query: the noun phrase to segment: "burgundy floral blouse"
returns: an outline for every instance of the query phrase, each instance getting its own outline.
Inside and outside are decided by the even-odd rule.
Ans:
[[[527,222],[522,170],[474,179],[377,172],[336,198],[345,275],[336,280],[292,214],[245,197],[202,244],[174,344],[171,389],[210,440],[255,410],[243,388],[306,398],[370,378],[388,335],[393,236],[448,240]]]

TASK DIRECTIONS —
Extract every line of the records above word for word, changing and leaving out nothing.

FULL RESPONSE —
query: the noun phrase to segment: "burgundy floral blouse"
returns: an outline for every instance of the query phrase, each instance getting its own outline.
Inside and outside are decided by the even-odd rule.
Ans:
[[[527,222],[522,170],[474,179],[377,172],[336,198],[345,275],[336,280],[292,214],[245,197],[202,244],[174,344],[171,389],[210,440],[255,410],[243,388],[306,398],[370,378],[388,335],[393,236],[448,240]]]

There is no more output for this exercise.